▸ Text excerpt
Machine learning algorithms works better when each class samples are roughly equal. In classification problems, the variation in number of data samples will lead to model fitting issues.

#Handling Class Imbalance
How to handle class imbalance:

One technique to solve the class imbalance problem is balancing the dataset.

Under-sampling will sample the majority class to same size as the minority class.

Oversampling will sample the minority class to same size as the majority class.

In the algorithm level, we can adjust the class weight, decision threshold or modify an algorithm to perform on imbalanced data.

Sometimes, nothing needs to be done. It works well without data modification.
#Other Pre-processing Techniques
There are many more pre-processing techniques apart from the ones discussed.

However, based on the requirement and the type of dataset in hand, you might have to decide which of them to use.

A few other techniques are as follows:

Outlier Detection

Multi-Collinearity

Label Encoding

Normalization

Discretization

Correlation Analysis

Note: You can refer this for further details on pre-processing.

#Classification Algorithms
There are various algorithms to solve the classification problems. Code to try out few of these algorithms will be covered in the upcoming cards.

▸ Task requirements
A - List all the other pre-processing techniques that the machine learning text names apart from the ones it has already discussed.
B - Turn the paragraph of the machine learning text that begins "In the algorithm level" into a short list that keeps its main points.
C - Answer these questions using the machine learning text:
(i) When do machine learning algorithms work better?
(ii) What does under-sampling do?
(iii) Where will code for trying out some classification algorithms be covered?

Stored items
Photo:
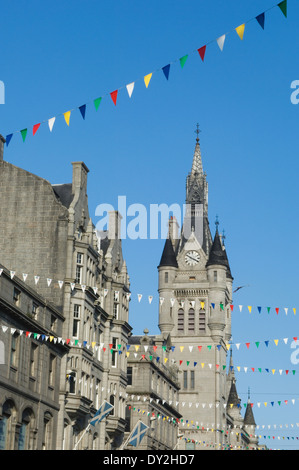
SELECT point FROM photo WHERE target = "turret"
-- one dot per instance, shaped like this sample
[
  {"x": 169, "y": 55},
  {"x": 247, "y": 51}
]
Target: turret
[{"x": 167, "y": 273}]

...

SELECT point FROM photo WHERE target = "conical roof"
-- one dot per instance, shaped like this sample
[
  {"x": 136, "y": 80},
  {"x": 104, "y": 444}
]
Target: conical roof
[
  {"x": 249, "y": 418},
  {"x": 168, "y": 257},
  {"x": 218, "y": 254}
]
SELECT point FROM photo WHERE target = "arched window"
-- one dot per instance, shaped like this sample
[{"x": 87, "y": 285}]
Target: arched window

==

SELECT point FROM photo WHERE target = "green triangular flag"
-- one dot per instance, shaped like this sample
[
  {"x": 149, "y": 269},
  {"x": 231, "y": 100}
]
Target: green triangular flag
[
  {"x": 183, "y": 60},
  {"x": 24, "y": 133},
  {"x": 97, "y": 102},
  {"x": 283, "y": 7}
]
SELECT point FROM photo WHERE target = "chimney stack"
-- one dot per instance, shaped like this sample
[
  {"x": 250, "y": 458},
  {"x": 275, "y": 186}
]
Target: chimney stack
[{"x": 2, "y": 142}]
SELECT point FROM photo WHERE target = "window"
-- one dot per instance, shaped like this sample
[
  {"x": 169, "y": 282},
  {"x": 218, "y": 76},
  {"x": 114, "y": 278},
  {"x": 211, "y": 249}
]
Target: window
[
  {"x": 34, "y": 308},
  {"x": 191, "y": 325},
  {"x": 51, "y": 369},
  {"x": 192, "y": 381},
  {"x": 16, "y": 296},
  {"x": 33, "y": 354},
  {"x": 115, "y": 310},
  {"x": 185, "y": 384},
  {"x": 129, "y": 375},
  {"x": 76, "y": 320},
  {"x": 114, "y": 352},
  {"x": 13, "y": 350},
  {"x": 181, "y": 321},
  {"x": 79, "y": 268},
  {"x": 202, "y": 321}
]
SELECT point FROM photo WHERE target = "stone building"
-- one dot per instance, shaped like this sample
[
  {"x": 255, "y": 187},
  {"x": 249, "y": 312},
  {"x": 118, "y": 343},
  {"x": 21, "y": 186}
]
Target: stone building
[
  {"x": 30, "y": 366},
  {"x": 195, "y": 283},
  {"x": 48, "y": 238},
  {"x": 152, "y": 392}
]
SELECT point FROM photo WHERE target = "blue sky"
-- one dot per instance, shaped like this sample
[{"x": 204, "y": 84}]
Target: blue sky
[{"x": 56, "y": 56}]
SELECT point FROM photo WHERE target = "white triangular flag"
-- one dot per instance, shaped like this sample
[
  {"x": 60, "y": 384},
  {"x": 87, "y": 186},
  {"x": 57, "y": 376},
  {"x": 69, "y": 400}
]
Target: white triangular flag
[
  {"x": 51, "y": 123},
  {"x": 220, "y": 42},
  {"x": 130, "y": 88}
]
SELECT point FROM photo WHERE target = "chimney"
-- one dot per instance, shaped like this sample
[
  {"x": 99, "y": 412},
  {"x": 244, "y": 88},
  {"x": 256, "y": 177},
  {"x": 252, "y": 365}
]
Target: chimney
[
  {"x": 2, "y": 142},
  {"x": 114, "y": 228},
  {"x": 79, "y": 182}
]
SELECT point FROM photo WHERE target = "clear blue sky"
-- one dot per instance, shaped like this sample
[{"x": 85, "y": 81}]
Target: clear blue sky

▸ Results of the tasks
A -
Outlier Detection
Multi-Collinearity
Label Encoding
Normalization
Discretization
Correlation Analysis

B -
Ways to handle imbalance at the algorithm level:
- Adjust the class weight
- Adjust the decision threshold
- Modify an algorithm to perform on imbalanced data

C -
(i) When the samples in each class are roughly equal.
(ii) It samples the majority class down to the same size as the minority class.
(iii) In the upcoming cards.